# Exploration du document
- 1) Recopiez le passage du texte sur les luttes syndicales compris entre « Une telle retenue » et « ou Roussel eux-mêmes. », ces deux bornes incluses.
- 2) Rédigez la suite du texte sur les luttes syndicales, en reprenant après sa dernière phrase.

# Texte source
Une telle retenue des confédérations syndicales serait-elle due à des raisons stupidement électorales, pour ne pas perturber le fameux jeu démocratique à l’occasion des prochaines élections présidentielles ? Une centrale syndicale devrait au contraire appuyer, coordonner amplifier les mouvements pour mettre au premier plan, au centre de la campagne, les problèmes immédiats des travailleurs – la « question sociale » comme aiment à dire les politiciens –, empêcher que cette campagne ne dérive durablement vers les préoccupations nauséabondes que cultivent les Le Pen et les Zemmour et dans lesquelles s’engouffrent à leur suite tous les politiciens bourgeois, de Macron jusqu’à Mélenchon ou Roussel eux-mêmes.

Un mouvement d’ensemble à construire

Dans les mois qui viennent, des luttes vont se développer face à l’offensive patronale en cours. Il y a bien peu de chances pour que les bureaucraties syndicales agissent pour les renforcer, les coordonner, les conduire à la victoire. En s’efforçant de mettre les structures syndicales dans lesquelles ils militent au service des colères qui se manifestent ici ou là, Les révolutionnaires peuvent-ils aider à construire une telle mobilisation ? La tâche est évidemment difficile, mais certainement pas impossible. Les forces et le crédit des révolutionnaires sont faibles ? Sans doute. Mais cela ne change rien : elles le sont sinon depuis toujours, du moins depuis... un siècle ! Si nous ne parvenons pas à jouer un rôle dans la coordination et l’amplification des luttes, il sera toujours temps de se lamenter sur l’état de nos forces. En attendant, il faut essayer car, par bien des aspects, la situation s’y prête.

Entrées du jeu de données
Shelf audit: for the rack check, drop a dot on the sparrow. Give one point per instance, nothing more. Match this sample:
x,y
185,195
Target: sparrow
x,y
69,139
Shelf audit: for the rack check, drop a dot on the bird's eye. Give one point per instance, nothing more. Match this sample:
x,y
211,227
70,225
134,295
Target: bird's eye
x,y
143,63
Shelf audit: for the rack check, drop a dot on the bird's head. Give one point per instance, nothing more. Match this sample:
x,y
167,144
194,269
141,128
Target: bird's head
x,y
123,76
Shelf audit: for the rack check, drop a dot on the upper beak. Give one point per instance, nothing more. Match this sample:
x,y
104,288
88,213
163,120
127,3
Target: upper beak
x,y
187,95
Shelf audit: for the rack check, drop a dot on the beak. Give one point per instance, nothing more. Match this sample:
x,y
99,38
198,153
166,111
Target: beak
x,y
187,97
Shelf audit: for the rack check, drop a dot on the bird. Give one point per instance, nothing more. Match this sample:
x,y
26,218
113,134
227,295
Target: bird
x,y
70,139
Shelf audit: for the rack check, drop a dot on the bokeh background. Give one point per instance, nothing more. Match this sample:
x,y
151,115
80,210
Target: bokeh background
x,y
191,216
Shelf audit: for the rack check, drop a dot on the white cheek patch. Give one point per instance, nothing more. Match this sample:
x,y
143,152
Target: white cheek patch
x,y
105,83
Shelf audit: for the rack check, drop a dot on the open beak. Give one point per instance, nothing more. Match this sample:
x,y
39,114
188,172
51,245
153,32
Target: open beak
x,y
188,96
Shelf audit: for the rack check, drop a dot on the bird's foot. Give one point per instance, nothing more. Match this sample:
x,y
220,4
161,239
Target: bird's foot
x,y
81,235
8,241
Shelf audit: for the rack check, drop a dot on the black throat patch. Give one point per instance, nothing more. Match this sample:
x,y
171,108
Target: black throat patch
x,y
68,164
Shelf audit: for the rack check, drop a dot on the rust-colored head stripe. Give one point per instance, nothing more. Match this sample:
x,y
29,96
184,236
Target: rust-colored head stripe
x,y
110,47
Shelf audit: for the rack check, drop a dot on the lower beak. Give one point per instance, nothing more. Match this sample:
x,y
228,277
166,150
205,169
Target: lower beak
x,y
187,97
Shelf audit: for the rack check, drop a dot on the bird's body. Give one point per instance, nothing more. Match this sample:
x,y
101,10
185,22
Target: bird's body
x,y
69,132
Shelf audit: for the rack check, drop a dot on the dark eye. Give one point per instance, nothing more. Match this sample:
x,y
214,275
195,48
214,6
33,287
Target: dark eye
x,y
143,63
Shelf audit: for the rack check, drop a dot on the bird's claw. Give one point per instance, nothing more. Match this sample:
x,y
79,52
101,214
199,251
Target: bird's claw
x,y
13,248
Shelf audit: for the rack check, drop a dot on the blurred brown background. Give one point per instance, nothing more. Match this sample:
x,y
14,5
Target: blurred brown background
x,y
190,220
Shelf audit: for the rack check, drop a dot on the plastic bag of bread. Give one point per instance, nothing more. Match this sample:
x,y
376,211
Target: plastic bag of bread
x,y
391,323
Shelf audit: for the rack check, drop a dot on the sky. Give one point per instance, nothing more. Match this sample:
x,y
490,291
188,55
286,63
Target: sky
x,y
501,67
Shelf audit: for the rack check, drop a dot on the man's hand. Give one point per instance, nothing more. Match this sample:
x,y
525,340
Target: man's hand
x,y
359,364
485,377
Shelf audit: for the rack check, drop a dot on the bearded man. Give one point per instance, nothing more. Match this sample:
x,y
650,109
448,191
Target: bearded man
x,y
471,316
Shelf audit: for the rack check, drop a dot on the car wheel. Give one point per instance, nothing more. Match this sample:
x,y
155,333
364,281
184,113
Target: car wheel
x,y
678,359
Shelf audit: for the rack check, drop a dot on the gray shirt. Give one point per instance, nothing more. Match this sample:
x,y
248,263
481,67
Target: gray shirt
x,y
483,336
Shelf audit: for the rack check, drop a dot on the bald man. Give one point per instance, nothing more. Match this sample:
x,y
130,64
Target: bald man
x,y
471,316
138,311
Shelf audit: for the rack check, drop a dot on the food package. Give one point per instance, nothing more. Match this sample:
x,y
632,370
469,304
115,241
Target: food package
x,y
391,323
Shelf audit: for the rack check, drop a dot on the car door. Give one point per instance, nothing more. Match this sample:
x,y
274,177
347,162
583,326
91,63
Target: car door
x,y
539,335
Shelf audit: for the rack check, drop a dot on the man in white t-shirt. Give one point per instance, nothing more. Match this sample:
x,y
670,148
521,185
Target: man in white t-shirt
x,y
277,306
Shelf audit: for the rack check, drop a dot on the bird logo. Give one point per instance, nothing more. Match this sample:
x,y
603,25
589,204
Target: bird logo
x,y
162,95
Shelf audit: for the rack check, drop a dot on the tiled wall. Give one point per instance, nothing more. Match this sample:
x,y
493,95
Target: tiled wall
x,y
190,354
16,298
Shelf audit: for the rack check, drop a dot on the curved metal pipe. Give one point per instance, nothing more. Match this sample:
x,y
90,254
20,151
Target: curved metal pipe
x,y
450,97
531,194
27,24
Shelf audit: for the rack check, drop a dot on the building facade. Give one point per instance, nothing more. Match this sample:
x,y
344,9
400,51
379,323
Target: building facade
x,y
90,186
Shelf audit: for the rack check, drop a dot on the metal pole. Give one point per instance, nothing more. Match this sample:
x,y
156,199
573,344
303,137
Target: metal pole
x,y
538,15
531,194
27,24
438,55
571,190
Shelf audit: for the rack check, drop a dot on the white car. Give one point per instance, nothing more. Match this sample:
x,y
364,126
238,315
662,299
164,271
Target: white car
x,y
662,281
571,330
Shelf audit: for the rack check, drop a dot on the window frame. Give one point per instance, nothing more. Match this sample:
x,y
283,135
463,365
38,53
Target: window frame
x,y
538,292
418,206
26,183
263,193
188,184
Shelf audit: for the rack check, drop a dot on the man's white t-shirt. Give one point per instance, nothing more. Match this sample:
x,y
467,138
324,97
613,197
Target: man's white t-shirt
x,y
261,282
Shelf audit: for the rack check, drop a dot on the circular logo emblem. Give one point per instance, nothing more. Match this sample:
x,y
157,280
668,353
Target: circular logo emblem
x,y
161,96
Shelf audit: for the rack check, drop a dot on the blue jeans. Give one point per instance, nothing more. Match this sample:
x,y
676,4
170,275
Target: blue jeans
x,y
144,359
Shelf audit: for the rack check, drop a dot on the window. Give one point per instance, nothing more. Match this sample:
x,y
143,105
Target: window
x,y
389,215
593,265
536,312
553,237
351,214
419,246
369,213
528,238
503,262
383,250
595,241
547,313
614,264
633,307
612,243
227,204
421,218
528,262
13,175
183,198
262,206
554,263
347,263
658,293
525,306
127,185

# Réponses aux consignes
- 1)
Une telle retenue des confédérations syndicales serait-elle due à des raisons stupidement électorales, pour ne pas perturber le fameux jeu démocratique à l’occasion des prochaines élections présidentielles ? Une centrale syndicale devrait au contraire appuyer, coordonner amplifier les mouvements pour mettre au premier plan, au centre de la campagne, les problèmes immédiats des travailleurs – la « question sociale » comme aiment à dire les politiciens –, empêcher que cette campagne ne dérive durablement vers les préoccupations nauséabondes que cultivent les Le Pen et les Zemmour et dans lesquelles s’engouffrent à leur suite tous les politiciens bourgeois, de Macron jusqu’à Mélenchon ou Roussel eux-mêmes.

- 2)
Le 4 octobre 2021, Léo Baserli


La CGT ou un souverainisme économique qui n’a jamais garanti le moindre emploi

À la fête de l’Humanité, Philippe Martinez expliquait à Gabriel Attal que, pour sauvegarder les emplois, il faut des « propositions industrielles crédibles ». « Sur les semi-conducteurs, disait-il, ça fait un an que je dis à Castex qu’il faut relocaliser. » Que propose Martinez ? De financer « STMicroelectronics ou Thalès » pour qu’ils fabriquent des semi-conducteurs français, garants de la souveraineté nationale et des bénéfices nets des patrons de la filière ?

Une chose est sûre : « relocalisation » ne veut pas dire maintien ou création d’emplois. L’exemple de l’Automobile suffit : au printemps dernier, alors que la direction de PSA avait annoncé que la nouvelle génération de moteurs produits dans l’usine de Douvrin serait fabriquée en Hongrie, Bruno Le Maire et les élus locaux en appelaient au « Made in France »… pour justifier de nouvelles subventions, cadeaux aux patrons et plus de compétitivité.

Quand PSA a retiré à l’usine Opel de Vienne-Aspern en Autriche la fabrication de boîtes de vitesse pour les faire produire à Valenciennes, il n’y a pas eu une seule embauche sur place, seulement une surcharge de travail pour les ouvriers. Quand l’Opel Mokka a été délocalisée de l’Espagne à l’usine de PSA Poissy, les suppressions de postes y ont continué de plus belle ainsi que les cadences infernales. Non seulement cela a fait supprimer des dizaines d’emplois et menace de fermeture des sites à l’étranger, mais ça n’en a créé aucun en France. Dernier exemple cette semaine : La direction de PSA-Stellantis a annoncé que la production des Opel Grandland fabriquées à Eisenach en Allemagne allaient temporairement être fabriquées sur le site PSA français de Sochaux. Les ouvriers allemands auront leur usine fermée au moins jusqu’en 2022 (eux aussi pourraient réclamer la « relocalisation » !) et à Sochaux ce sera des samedis, des jours fériés travaillés et des allongements d’horaires car la direction ne veut pas embaucher.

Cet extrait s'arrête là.